— start of Task data —

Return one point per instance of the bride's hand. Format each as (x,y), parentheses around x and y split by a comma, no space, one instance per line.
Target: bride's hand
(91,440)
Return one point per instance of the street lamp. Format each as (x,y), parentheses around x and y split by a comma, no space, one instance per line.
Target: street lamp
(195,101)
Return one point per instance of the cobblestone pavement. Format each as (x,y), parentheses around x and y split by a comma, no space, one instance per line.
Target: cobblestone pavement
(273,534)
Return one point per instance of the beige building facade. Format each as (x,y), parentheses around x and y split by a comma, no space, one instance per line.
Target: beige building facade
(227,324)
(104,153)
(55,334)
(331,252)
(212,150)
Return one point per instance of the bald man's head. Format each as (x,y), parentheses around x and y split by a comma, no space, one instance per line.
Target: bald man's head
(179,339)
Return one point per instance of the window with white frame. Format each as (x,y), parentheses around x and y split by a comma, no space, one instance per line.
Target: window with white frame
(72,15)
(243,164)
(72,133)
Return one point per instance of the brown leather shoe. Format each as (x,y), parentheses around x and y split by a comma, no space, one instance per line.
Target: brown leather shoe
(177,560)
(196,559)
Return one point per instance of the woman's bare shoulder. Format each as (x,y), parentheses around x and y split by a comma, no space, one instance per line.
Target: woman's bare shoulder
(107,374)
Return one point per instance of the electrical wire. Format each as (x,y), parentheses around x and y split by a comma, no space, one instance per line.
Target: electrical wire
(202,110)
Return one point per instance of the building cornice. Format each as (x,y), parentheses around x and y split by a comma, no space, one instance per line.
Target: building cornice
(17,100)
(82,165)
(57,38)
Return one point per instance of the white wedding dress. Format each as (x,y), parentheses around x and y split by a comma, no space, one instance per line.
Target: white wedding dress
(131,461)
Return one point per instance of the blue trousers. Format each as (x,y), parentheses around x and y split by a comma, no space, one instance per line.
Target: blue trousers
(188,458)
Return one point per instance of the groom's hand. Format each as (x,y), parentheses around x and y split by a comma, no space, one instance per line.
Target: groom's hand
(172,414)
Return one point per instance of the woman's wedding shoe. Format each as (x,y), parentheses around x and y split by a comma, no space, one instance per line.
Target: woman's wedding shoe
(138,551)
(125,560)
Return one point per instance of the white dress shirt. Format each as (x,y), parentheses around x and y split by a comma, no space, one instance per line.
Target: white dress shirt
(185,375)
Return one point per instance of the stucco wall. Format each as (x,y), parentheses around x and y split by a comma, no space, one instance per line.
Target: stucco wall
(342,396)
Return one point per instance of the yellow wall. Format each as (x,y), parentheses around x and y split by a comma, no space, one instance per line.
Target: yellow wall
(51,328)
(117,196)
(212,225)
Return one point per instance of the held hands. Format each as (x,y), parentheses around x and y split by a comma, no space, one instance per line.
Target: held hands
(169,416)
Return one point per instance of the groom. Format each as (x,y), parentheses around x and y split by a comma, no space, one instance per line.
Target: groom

— end of Task data —

(Objective): Exactly reproduce every line of the records.

(Output below):
Return one point per instance of the bride's hand. Format each as (x,y), parentheses around x and y split by a comma, no space, one instance per line.
Target: bride's hand
(91,440)
Return one point per instance of the street lamp. Format each as (x,y), parentheses around x and y split by a comma, no space, one instance per line.
Target: street lamp
(195,101)
Return one point per instance of the cobblestone pavement. Format each as (x,y), parentheses around x and y split by a comma, no space, one instance per line.
Target: cobblestone pavement
(273,534)
Return one point per instance of the beige building facade. Format each as (x,y), parentheses around x and y split by a comma, no space, one instance per line.
Target: beige building facade
(227,324)
(104,153)
(55,334)
(331,252)
(212,150)
Return one point per instance of the bald man's head. Format each as (x,y), parentheses around x and y split by a comma, no space, one instance per line.
Target: bald man's head
(179,339)
Return one point per instance of the window with white frame. Format each as (x,y), parentheses around x and y split by a comma, no space, one instance per line.
Target: window with white frame
(72,15)
(243,164)
(72,133)
Return one point per instance of the brown leather shoe. Format each as (x,y), parentheses around x and y split by a comma, no space, one instance per line.
Target: brown leather shoe
(177,560)
(196,559)
Return one point per instance of the woman's bare shoulder. Format each as (x,y), parentheses around x and y split by a comma, no space, one instance per line.
Target: woman's bare shoulder
(107,374)
Return one point per instance of the electrical wire. Format each as (x,y), parentheses around x and y split by a comma, no space, one instance per line.
Target: electrical wire
(202,110)
Return one point per instance of the building cornice. Format each as (x,y), parentheses around x and y split by a comma, no space, one instance per line.
Target: building cornice
(17,100)
(82,165)
(57,38)
Return one point per instance of the white wedding dress. Format each as (x,y), parentheses around x and y split by a comma, no space, one instance per line.
Target: white wedding dress
(131,461)
Return one point per instance of the blue trousers. Format each as (x,y), parentheses around x and y split by a comma, no space, one instance per line.
Target: blue trousers
(188,458)
Return one point per instance of the groom's hand. Format each as (x,y), parentheses around x and y split by a comma, no space, one instance per line.
Target: groom's hand
(172,414)
Return one point per instance of the woman's wedding shoe. Format each as (x,y), parentheses around x and y split by a comma, no space, one instance per line.
Target: woman's wedding shoe
(138,551)
(125,560)
Return one point per instance of the white dress shirt. Format each as (x,y), parentheses around x and y split by a comma, no space, one instance per line.
Target: white dress shirt
(185,375)
Return one point per instance of the stucco wall. Format each as (x,y), parentheses around x and y split by a comma, no space, one instance per line.
Target: stucco wall
(342,396)
Return one point per instance of the yellow wall. Format each as (x,y), parentheses around x and y split by a comma, no space, one instance per line.
Target: yellow wall
(51,328)
(117,196)
(212,225)
Return one point per instance of the held hands. Format each as (x,y), parentheses around x and y split by a comma, no space, one instance per line.
Target: held hands
(169,416)
Return one point per instance of the groom. Format each as (x,y), parentheses around x and y split by a comma, no space, one instance per line.
Target: groom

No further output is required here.